### WHAT IS NEEDED
Copy the data from the line that contains "of the smokestack" to its last line, exactly, including both of those lines and leaving out everything before.

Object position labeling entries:
━━━━━━━━━━━━━━━━━━━━

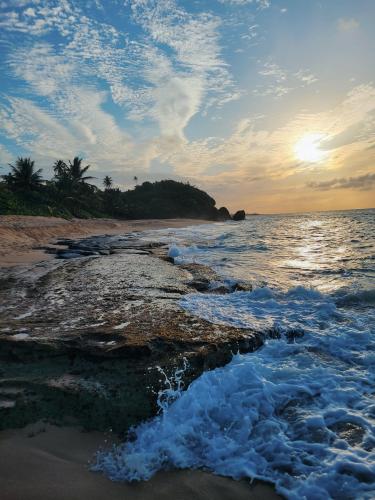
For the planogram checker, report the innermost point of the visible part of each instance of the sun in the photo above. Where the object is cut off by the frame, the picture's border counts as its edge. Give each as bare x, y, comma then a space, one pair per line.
307, 148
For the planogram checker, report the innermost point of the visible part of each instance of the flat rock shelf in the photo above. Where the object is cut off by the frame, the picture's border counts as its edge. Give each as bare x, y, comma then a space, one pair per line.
83, 337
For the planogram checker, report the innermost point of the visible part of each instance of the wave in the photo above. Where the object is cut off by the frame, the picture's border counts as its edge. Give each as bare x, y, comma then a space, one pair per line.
358, 298
299, 414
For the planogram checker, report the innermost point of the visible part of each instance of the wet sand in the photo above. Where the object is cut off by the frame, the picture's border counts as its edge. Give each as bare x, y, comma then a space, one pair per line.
21, 235
45, 462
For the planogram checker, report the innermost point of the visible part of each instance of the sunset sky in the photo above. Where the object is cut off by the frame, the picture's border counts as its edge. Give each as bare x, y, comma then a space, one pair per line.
269, 105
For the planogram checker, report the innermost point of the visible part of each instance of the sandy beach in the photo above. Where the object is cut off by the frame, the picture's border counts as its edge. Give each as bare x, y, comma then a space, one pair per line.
44, 462
21, 235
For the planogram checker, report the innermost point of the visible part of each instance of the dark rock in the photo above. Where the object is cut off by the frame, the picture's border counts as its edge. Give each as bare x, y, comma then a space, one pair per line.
68, 255
87, 345
223, 214
242, 287
239, 215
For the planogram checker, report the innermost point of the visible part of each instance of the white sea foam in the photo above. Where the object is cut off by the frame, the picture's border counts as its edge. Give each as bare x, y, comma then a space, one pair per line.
300, 411
298, 414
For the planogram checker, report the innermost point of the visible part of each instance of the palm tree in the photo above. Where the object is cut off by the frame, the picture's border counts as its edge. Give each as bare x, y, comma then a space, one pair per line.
60, 168
76, 171
23, 176
107, 182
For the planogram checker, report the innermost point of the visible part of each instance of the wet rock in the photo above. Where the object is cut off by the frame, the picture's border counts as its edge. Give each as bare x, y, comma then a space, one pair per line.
93, 332
68, 255
223, 214
239, 215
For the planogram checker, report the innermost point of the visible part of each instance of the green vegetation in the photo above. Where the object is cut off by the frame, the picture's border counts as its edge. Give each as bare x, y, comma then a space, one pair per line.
70, 194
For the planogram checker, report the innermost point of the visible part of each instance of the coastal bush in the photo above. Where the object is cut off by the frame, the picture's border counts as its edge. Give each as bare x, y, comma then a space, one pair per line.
69, 194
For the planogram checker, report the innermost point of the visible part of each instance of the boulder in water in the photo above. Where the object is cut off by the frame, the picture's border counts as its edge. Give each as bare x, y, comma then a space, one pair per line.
223, 214
239, 215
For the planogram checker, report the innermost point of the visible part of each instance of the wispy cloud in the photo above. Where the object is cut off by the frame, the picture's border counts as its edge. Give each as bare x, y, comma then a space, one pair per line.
282, 80
362, 182
347, 24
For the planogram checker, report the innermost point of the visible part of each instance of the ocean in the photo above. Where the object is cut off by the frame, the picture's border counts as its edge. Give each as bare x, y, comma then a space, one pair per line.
300, 411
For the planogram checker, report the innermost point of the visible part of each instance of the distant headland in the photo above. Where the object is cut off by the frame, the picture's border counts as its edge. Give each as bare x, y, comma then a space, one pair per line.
69, 193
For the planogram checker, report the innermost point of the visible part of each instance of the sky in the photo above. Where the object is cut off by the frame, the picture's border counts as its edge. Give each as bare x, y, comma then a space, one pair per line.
268, 105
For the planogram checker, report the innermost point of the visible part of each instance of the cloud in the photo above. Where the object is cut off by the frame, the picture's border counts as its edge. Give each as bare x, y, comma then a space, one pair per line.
347, 25
262, 4
283, 81
5, 157
362, 182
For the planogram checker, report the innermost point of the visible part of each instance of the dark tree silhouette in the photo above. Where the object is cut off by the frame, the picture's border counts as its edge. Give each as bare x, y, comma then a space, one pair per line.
76, 171
23, 175
60, 168
107, 182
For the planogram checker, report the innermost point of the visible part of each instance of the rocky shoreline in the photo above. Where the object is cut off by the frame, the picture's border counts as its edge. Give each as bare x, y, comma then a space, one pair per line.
84, 336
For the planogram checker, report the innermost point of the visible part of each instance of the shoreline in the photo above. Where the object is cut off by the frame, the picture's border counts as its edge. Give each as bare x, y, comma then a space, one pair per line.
22, 236
52, 463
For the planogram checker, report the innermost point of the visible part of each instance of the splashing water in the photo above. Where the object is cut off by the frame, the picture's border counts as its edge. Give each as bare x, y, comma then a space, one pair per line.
299, 412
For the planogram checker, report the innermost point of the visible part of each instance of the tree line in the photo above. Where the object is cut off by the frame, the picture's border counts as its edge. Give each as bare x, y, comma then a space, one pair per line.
71, 194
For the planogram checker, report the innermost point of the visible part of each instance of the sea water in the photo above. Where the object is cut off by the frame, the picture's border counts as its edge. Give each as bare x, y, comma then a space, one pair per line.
300, 411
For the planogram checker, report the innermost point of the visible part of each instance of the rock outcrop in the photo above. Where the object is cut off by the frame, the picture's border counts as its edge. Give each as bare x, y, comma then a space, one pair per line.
83, 339
239, 215
223, 214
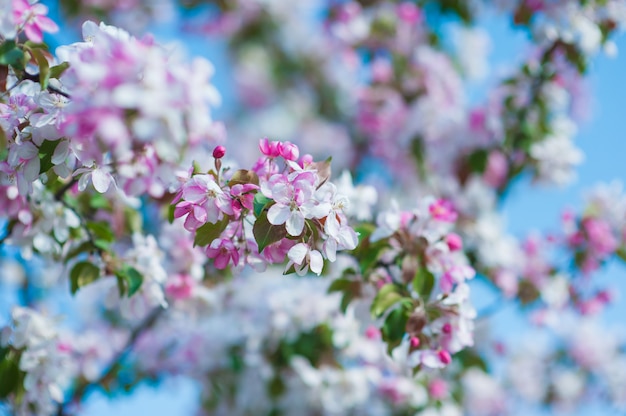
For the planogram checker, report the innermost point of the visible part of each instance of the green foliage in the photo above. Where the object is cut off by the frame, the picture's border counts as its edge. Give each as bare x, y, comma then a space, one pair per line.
423, 282
102, 233
386, 297
129, 280
12, 55
209, 232
394, 328
243, 177
366, 252
266, 233
44, 67
9, 376
82, 274
46, 150
350, 289
261, 202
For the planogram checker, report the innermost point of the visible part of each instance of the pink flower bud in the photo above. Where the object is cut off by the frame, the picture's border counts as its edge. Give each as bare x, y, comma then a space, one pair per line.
372, 332
415, 342
305, 161
445, 357
438, 389
271, 149
443, 210
454, 242
219, 152
409, 12
289, 151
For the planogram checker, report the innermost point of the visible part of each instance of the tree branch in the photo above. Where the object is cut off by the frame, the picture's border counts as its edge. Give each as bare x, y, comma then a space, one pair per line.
81, 390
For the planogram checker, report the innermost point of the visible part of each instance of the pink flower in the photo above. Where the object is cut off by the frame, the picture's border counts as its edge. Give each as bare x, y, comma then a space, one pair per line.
438, 389
414, 342
302, 257
289, 151
372, 332
219, 152
294, 201
32, 18
270, 149
209, 201
496, 170
454, 242
442, 210
409, 12
180, 287
222, 251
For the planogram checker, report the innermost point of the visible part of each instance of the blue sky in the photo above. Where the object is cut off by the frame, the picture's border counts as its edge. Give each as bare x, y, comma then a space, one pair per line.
602, 138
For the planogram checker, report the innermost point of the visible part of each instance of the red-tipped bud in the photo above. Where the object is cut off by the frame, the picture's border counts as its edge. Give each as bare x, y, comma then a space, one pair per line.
415, 342
454, 242
219, 152
289, 151
445, 357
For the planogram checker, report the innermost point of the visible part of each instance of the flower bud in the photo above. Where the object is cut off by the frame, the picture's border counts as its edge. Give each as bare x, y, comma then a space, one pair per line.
445, 357
415, 342
454, 242
219, 152
289, 151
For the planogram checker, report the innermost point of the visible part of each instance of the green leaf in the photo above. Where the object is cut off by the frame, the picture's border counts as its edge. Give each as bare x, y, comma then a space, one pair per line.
393, 329
209, 232
82, 274
9, 377
423, 282
339, 285
44, 67
242, 177
58, 70
323, 171
260, 203
11, 54
470, 358
170, 213
266, 233
46, 150
101, 230
385, 298
478, 160
131, 280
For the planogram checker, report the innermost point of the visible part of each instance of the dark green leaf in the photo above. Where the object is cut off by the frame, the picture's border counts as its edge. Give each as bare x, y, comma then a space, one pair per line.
393, 329
58, 70
209, 232
82, 274
101, 230
478, 160
9, 377
46, 150
470, 358
423, 282
11, 54
385, 298
243, 176
260, 203
266, 233
131, 280
44, 67
339, 285
323, 171
170, 213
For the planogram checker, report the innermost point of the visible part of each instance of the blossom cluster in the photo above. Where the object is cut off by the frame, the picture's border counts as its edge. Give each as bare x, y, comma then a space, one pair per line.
284, 207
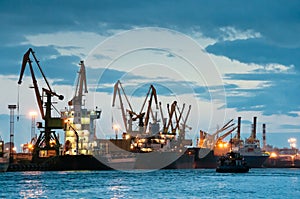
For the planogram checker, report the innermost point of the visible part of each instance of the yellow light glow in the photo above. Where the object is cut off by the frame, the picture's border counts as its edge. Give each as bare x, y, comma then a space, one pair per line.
33, 113
273, 155
127, 136
116, 127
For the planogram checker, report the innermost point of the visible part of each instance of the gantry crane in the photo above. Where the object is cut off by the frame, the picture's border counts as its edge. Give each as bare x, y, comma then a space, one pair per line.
81, 88
152, 95
143, 124
117, 90
47, 142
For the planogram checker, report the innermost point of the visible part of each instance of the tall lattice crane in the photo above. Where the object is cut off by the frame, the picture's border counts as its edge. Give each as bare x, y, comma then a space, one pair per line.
47, 141
81, 88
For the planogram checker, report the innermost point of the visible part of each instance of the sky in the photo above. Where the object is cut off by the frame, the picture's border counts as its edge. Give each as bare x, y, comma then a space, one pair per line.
225, 59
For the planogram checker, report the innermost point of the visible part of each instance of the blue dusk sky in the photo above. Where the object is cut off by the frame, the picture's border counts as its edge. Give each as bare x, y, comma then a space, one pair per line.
224, 58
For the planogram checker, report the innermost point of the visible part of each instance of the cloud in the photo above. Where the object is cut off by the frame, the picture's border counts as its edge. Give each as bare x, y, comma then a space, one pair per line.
231, 34
257, 51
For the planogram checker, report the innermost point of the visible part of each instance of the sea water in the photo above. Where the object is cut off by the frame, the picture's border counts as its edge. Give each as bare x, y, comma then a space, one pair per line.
201, 183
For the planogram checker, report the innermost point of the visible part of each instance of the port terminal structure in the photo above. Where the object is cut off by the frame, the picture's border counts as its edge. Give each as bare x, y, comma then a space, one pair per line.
47, 143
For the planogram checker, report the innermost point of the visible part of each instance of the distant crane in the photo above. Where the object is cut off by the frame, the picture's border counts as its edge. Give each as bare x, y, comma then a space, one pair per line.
81, 88
47, 140
117, 91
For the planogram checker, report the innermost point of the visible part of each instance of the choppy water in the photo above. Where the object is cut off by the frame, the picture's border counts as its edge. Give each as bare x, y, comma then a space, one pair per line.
258, 183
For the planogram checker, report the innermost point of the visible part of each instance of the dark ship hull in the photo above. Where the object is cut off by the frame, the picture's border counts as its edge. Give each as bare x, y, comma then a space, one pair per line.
204, 158
60, 163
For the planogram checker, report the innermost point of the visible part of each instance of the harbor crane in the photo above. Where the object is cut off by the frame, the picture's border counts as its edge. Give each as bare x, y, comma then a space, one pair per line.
142, 123
81, 88
117, 90
47, 143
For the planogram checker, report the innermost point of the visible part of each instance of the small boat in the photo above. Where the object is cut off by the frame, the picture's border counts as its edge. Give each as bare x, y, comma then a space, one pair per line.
232, 162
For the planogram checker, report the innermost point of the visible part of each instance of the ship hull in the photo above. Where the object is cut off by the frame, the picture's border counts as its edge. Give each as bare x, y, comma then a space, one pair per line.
61, 163
162, 160
204, 158
255, 161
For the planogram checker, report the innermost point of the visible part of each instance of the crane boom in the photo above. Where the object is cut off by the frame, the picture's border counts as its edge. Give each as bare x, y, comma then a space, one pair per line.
153, 94
47, 139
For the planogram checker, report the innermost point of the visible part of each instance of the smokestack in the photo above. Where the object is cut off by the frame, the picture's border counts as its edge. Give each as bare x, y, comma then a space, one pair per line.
239, 128
264, 137
254, 127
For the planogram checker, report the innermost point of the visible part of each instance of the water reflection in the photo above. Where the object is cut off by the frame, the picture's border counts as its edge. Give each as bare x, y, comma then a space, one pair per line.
31, 186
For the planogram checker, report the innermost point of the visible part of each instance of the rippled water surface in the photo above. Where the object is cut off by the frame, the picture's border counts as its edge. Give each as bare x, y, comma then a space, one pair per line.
206, 183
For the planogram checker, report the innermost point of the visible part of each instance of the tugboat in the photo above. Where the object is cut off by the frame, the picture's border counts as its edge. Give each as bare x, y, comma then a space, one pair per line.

━━━━━━━━━━━━━━━━━━━━

### WORKED ANSWER
For the planogram checker, report the innermost point of the visible part of each instance of the smokestack in the photo above. Where the object is cut off by the frame, the picture's border counts as its edge. Give each as bare x, y, comma then a space, one pair per line.
239, 128
264, 137
254, 127
For the planogram checker, report the innermost point of the visible part of each instance of the water reflection in the photo above. Where the object is cut off by the frame, the picture's border counts as its edge. Give each as bare x, y, comma then a space, one pair per line.
31, 186
For the planogram checker, report the innermost point of the visible part of each instance of the rippled water surface in the photo above. Where the object is cut off by the frame, the picture's border counts as its edge. Give each as bare x, y, comma then a space, one pair per line.
206, 183
For the planogram checker, report the innermost point of the visible part of each instance of the tugboat in the photo above. Where the object is cut off by the frame, the picture's border counts as its edge. Give each as bare x, y, comma then a space, one pair per line.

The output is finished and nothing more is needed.